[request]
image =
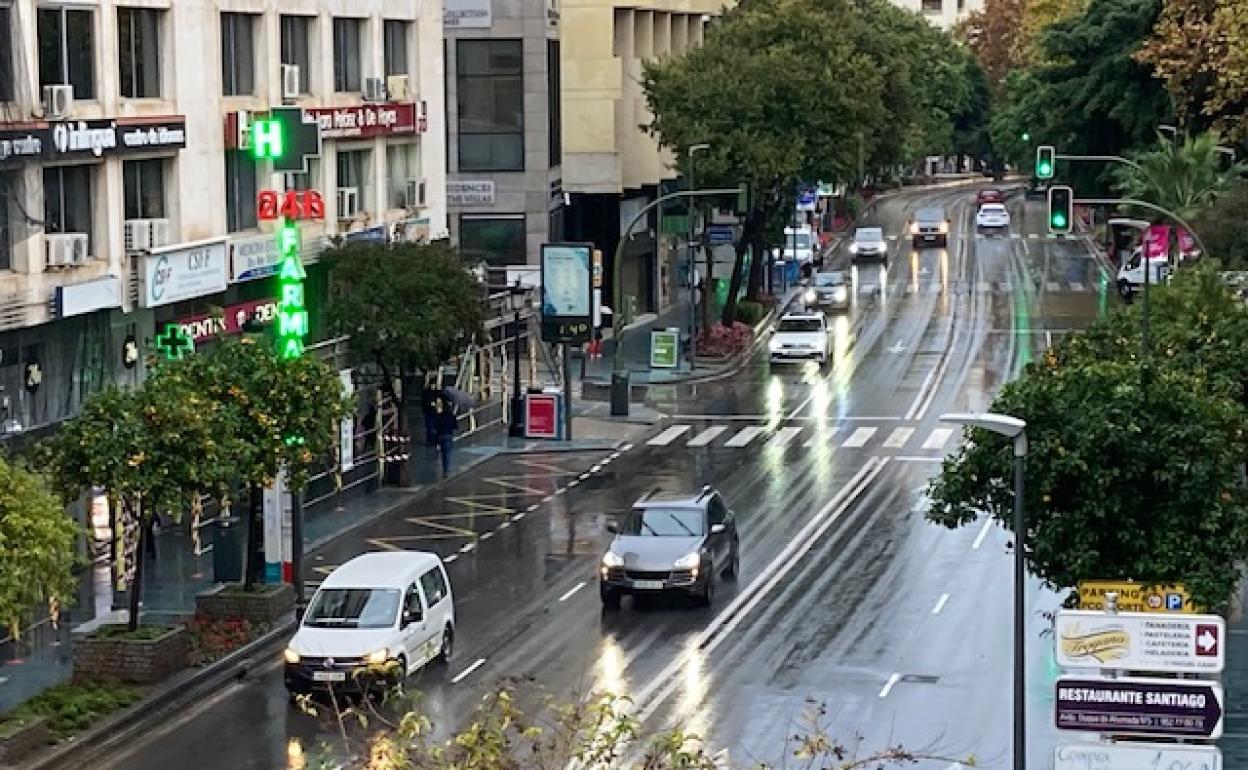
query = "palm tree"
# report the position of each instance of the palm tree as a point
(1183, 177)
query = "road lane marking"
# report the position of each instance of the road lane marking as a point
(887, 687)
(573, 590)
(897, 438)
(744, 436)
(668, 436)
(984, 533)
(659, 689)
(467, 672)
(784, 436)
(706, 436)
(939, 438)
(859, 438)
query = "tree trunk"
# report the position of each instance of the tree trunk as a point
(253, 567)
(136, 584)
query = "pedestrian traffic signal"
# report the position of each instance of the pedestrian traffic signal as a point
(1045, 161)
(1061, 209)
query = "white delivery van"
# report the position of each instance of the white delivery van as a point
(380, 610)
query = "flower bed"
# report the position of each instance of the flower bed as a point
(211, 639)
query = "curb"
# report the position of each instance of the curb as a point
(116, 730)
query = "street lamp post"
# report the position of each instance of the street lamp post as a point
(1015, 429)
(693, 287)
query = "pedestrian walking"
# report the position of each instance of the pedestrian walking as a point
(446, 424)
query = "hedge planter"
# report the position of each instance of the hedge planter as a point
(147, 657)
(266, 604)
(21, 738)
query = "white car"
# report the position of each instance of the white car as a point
----
» WORK ORDER: Select every line of the material above holding the word "query" and copy it.

» WRITTEN ANSWER:
query = "palm tree"
query = "road lane marking"
query = "tree trunk"
query = "pedestrian traffic signal"
query = "white delivery van"
query = "flower bed"
query = "curb"
query = "street lamp post"
query = "pedestrian walking"
query = "hedge planter"
query = "white car"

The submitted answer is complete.